本文抜粋:
NASAの火星探査車「パーサビアランス」搭載の「MOXIE」で火星の大気から酸素をつくる実験が成功した/NASA

(CNN) 米航空宇宙局(NASA)の火星探査車「パーサビアランス」に搭載された酸素資源活用実験機「MOXIE」を使い、火星で二酸化炭素を主成分とする大気から酸素をつくる実験が成功した。研究チームが8月31日の科学誌に発表した。

パーサビアランスは2021年2月に火星に着陸。MOXIEは同年4月にテストを開始して以来、7回の実験で酸素の生成に成功した。実験は火星の日中や夜間など時間や季節を変え、さまざまな状況下で実施した。

実験ではそれぞれ、1時間に6グラムの酸素を生成するという目標を達成した。これは地球上で1本の小さな木が生成する酸素の量に匹敵する。

MOXIEのプロジェクトを手がける米マサチューセッツ工科大学(MIT)のジェフリー・ホフマン教授によると、地球以外の惑星の表面にある資源を、人に役立つ成分に化学的に変換させることができたのは初めて。「その意味で歴史的」と同氏は評している。

MOXIEはトースターほどの大きさで、パーサビアランスに搭載して短時間の稼働を繰り返すことができる。パーサビアランスの探査スケジュールに合わせて始動させ、終了させることが可能。

MOXIEのスケールを拡大して大型化すれば、継続的な稼働が可能になり、人類が到達する前に火星に送り込んで、数百本の樹木に相当する量の酸素を生成できる。これが実現すれば、火星に到達した人類を支えながら、宇宙飛行士が地球に戻るロケットの燃料にも使用できる量の酸素を生成し、蓄えることが可能になると期待される。

酸素の生成に成功したことは、その目標に向けた有望な第一歩になると研究チームは指摘。ただ、火星の気温が大きく変動する夜明けや夕刻に確実に稼働させるためにはさらなる調整が必要になるとしている。

抽出一覧:
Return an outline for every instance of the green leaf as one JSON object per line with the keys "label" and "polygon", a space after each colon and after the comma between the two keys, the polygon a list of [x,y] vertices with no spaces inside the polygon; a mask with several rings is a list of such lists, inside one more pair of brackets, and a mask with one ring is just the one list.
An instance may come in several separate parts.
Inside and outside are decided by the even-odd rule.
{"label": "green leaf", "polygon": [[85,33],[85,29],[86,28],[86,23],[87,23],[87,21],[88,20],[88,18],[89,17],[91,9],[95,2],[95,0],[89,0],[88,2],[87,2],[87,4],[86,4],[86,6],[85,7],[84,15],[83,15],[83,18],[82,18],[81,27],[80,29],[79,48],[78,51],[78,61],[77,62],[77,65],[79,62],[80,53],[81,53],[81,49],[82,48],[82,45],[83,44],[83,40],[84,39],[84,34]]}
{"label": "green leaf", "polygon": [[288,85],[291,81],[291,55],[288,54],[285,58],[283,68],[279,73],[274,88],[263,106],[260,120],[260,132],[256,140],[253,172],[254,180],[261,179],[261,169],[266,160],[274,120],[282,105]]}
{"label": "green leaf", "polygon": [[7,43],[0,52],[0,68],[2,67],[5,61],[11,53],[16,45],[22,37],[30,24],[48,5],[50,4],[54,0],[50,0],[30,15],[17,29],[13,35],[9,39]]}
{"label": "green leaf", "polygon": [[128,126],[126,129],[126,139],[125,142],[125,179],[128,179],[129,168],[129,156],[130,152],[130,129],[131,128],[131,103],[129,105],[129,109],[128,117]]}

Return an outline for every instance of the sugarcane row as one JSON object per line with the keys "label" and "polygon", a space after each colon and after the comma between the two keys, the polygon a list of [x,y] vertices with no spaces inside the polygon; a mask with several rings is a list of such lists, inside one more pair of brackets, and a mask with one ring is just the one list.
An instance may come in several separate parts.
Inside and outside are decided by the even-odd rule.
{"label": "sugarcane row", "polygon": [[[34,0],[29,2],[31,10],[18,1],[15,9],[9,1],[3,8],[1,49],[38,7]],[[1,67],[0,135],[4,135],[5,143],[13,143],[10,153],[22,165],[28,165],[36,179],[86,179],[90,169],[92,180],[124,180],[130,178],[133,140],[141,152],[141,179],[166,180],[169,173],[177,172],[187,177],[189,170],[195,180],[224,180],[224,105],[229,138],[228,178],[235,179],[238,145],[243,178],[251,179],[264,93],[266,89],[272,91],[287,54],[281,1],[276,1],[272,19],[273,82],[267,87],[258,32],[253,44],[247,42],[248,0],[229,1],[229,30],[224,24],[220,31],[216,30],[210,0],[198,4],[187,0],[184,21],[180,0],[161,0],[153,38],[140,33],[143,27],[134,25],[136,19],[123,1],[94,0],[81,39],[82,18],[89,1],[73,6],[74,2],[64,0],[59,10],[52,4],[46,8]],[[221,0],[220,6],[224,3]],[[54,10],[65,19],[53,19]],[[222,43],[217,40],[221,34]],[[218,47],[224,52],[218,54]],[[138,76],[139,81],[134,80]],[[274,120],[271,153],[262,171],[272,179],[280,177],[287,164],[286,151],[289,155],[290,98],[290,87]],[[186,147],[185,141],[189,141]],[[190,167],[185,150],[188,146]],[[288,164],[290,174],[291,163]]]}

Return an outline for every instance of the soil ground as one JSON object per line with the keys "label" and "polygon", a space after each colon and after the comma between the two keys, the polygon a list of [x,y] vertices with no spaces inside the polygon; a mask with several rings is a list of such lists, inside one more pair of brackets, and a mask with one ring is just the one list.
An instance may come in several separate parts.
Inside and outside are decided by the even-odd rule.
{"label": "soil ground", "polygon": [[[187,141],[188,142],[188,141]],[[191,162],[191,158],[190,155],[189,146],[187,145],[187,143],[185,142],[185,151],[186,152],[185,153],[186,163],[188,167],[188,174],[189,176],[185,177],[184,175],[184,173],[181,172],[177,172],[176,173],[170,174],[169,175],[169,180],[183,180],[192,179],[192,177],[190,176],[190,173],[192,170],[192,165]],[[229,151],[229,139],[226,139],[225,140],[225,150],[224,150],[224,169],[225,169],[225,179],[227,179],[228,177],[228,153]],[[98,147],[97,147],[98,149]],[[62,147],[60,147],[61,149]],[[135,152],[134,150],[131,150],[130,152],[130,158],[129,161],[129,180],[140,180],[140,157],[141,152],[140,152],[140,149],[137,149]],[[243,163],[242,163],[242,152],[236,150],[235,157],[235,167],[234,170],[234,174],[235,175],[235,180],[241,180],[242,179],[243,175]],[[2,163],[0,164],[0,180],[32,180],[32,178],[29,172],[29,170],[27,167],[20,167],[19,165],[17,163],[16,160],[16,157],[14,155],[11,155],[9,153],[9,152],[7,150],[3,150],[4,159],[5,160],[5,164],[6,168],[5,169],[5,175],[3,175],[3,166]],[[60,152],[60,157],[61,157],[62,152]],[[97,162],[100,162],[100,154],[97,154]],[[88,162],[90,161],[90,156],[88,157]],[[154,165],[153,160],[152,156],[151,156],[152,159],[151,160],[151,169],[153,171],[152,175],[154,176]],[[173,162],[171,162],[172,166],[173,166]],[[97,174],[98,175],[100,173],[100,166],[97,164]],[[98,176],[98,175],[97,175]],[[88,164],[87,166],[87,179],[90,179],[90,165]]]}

必須課題: 火星の酸素生成実験の記事について、「MOXIEのスケールを拡大し」から「調整が必要になるとしている。」までを、「宇宙飛行士」を「乗組員」に改めた形で書き直してください。

記述回答:
MOXIEのスケールを拡大して大型化すれば、継続的な稼働が可能になり、人類が到達する前に火星に送り込んで、数百本の樹木に相当する量の酸素を生成できる。これが実現すれば、火星に到達した人類を支えながら、乗組員が地球に戻るロケットの燃料にも使用できる量の酸素を生成し、蓄えることが可能になると期待される。

酸素の生成に成功したことは、その目標に向けた有望な第一歩になると研究チームは指摘。ただ、火星の気温が大きく変動する夜明けや夕刻に確実に稼働させるためにはさらなる調整が必要になるとしている。